» **Problem to work on**: The only thing to report is how many lines of the data contain the word "exact".

» **Records for the task**:
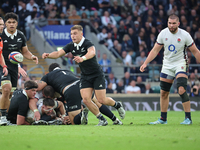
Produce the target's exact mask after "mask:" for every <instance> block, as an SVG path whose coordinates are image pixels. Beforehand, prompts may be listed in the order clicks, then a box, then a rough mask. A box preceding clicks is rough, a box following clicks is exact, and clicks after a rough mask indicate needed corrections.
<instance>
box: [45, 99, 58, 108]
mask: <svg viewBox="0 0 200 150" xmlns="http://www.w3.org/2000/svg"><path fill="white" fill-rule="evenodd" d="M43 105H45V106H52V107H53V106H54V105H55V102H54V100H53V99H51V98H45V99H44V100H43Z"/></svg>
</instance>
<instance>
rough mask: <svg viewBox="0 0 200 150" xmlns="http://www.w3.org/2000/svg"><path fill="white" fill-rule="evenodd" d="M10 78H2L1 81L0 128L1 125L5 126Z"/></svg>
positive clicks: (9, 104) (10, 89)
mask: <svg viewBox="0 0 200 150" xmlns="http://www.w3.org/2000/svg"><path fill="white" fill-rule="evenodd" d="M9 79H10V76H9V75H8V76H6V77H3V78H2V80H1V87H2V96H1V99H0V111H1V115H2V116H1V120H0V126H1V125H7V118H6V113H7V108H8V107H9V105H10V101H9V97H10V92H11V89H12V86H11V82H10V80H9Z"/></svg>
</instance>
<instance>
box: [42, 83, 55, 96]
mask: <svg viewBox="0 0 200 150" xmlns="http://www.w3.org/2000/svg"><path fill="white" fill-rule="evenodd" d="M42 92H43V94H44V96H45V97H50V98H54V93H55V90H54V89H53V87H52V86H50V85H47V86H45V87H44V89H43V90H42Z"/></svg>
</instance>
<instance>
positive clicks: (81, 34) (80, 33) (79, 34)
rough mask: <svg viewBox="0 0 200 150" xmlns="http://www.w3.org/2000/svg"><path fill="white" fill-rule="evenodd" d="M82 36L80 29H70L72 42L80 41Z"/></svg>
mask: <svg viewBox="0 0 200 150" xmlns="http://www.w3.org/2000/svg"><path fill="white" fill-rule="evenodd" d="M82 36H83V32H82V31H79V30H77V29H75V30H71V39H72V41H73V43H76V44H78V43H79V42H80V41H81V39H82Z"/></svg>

...

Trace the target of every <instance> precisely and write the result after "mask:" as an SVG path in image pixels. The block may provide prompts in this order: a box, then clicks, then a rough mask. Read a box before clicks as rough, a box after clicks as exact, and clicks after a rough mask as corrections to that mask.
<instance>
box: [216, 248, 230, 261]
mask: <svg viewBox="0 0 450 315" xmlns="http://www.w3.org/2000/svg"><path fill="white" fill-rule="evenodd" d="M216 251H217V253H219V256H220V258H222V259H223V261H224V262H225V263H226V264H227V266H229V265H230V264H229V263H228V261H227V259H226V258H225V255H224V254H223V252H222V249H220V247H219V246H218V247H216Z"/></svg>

» **Task result**: 2